### What needs to be done
Output, word for word, every line from the line with "Question. Locate the blurred" through the final line of the data below.

### Task input
=-=-=
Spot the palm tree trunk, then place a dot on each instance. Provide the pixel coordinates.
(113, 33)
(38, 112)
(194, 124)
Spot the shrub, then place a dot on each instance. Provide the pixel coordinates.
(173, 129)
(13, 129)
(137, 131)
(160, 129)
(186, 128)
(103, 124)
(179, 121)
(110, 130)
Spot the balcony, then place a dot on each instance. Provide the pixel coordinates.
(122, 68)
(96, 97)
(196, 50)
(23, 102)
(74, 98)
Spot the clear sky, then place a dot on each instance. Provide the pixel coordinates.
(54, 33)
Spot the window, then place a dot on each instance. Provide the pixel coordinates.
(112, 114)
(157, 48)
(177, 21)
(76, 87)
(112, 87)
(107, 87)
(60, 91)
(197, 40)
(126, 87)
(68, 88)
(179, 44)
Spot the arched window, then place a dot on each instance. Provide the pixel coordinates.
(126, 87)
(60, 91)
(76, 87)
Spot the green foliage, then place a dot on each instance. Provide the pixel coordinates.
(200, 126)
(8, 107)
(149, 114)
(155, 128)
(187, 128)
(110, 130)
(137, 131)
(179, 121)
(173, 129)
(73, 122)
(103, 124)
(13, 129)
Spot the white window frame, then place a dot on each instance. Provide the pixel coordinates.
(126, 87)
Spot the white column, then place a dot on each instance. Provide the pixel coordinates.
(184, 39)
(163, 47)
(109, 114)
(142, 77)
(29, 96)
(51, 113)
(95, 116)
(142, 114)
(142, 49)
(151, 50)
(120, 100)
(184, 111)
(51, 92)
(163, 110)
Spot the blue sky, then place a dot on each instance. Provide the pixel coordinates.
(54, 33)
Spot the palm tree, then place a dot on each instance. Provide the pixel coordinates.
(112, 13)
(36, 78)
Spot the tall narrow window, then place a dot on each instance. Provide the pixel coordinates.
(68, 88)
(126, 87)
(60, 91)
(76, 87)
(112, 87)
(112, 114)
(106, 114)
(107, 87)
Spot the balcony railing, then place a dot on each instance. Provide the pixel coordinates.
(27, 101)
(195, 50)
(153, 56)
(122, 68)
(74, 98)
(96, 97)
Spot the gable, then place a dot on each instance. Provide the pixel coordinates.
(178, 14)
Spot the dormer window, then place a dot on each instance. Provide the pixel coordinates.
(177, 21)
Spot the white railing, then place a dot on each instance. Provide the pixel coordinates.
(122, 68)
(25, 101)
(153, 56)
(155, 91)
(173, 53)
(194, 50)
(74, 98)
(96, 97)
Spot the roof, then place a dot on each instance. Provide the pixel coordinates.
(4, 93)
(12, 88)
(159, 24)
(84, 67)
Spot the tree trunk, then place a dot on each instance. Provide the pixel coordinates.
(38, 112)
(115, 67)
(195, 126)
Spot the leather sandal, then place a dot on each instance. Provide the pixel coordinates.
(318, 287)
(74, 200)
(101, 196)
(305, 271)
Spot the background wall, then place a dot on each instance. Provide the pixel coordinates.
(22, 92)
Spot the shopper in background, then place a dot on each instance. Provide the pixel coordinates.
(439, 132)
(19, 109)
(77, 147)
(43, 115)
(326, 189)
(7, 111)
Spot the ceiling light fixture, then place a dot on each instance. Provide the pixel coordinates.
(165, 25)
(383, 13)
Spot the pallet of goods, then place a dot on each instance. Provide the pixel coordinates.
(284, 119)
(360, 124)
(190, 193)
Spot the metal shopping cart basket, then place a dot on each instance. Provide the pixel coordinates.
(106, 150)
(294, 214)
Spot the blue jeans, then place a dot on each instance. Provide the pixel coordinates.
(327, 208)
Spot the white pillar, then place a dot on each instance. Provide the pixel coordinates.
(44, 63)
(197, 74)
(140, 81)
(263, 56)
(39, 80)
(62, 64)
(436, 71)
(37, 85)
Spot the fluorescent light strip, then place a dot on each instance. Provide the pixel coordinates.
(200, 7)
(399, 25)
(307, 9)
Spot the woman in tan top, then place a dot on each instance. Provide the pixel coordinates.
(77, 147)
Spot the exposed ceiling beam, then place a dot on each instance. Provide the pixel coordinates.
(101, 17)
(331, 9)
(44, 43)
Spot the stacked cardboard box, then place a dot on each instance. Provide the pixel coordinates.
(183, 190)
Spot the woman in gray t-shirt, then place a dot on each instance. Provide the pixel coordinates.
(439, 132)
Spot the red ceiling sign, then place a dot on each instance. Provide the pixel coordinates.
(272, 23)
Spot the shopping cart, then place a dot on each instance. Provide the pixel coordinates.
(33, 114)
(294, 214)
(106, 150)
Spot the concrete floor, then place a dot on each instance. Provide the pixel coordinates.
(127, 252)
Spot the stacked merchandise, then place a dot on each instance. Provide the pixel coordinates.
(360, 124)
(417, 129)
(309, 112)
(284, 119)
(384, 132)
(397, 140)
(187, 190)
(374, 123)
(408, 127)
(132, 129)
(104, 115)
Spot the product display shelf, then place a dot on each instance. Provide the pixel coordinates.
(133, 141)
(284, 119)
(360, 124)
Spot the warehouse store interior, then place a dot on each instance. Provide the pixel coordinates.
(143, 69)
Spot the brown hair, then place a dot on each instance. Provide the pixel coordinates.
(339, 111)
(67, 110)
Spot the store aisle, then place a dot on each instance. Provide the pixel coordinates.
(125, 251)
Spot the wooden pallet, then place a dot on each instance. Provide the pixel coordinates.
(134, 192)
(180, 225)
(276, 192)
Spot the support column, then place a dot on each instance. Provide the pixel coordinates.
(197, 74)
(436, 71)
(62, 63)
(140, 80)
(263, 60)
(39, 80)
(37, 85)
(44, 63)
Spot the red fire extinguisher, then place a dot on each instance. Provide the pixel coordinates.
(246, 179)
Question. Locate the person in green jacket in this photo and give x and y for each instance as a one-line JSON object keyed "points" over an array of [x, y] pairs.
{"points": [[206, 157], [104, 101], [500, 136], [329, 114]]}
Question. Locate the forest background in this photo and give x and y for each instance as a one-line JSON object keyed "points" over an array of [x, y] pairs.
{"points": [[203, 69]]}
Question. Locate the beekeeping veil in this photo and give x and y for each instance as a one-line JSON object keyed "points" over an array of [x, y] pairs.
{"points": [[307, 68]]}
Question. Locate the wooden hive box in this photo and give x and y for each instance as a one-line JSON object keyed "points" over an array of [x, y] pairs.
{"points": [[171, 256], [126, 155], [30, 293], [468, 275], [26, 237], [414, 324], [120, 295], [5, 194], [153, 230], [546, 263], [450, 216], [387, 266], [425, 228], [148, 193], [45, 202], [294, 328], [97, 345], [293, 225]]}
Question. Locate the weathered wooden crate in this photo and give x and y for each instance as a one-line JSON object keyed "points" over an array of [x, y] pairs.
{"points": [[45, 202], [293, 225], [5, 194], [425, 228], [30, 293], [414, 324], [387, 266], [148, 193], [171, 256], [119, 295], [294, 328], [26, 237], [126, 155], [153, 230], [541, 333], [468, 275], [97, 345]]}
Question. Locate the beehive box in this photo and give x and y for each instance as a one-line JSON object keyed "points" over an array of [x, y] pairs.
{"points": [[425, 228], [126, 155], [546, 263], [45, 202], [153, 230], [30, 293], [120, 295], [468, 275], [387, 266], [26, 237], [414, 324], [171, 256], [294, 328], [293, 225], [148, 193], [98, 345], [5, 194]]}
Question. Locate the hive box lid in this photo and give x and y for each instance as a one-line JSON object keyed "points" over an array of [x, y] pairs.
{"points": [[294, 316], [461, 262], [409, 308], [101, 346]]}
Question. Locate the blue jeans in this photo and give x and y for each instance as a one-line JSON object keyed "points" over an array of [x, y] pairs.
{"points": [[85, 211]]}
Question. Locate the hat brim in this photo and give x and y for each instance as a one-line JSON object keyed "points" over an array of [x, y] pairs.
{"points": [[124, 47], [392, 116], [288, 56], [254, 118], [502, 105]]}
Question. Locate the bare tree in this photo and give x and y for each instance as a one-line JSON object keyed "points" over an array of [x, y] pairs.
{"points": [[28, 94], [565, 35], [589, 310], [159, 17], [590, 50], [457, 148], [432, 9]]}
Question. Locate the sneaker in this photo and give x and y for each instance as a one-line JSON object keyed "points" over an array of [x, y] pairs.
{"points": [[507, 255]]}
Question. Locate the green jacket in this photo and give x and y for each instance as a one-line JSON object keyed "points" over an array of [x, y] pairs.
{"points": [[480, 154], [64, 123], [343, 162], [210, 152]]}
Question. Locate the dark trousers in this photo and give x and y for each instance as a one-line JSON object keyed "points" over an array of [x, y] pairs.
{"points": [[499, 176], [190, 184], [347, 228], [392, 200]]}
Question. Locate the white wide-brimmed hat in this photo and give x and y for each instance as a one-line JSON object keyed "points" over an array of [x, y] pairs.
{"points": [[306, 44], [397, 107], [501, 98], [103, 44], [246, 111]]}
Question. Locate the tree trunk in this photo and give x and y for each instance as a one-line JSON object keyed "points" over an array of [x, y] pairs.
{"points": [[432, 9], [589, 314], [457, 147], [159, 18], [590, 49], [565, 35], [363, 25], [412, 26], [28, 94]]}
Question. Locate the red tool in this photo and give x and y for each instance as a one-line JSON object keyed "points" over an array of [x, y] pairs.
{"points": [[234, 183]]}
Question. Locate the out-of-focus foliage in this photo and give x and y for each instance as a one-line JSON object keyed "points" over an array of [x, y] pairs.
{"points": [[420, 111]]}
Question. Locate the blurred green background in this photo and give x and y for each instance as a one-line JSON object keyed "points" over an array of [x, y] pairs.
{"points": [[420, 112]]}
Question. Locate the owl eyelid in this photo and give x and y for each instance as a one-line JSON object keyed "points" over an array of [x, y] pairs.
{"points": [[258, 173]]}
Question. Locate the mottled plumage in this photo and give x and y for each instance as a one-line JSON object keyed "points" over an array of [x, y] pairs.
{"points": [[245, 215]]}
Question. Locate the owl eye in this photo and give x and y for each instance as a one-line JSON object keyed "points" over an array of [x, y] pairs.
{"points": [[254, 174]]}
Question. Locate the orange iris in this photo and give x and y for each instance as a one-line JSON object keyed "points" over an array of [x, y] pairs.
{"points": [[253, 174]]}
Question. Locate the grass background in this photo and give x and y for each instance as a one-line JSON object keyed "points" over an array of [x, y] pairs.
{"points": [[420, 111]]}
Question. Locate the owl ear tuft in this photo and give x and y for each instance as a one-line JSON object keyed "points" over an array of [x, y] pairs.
=-=-=
### Task result
Question. Locate the blurred green background in this photo and give x and y for each instance as a one-line JSON object keyed "points" over an array of [x, y] pairs.
{"points": [[420, 112]]}
Question. Locate the owl eyelid in this photo and give x and y for each instance as a one-line JSON object keyed "points" over an array of [x, y] pairs.
{"points": [[258, 173]]}
Question. Locate the mottled plumage in this photo and give x and y for each instance as a one-line JSON object keyed "points" over an array of [x, y] pairs.
{"points": [[245, 215]]}
Question. Locate the owl eye in this photo and give x and y for each instance as a one-line JSON object keyed "points" over an array of [x, y] pairs.
{"points": [[254, 174]]}
Question. Locate the orange iris in this photo and give x and y for each instance as a one-line JSON object keyed "points" over an array of [x, y] pairs.
{"points": [[253, 174]]}
Question. Locate the grass background in this photo and give x and y for each instance as a one-line JSON object keyed "points" over an array of [x, y] pairs.
{"points": [[420, 111]]}
Question. Locate the owl ear tuft in this photo and give x and y for each instance as a one-line JSON object keyed "points" over an array of [x, y] pairs.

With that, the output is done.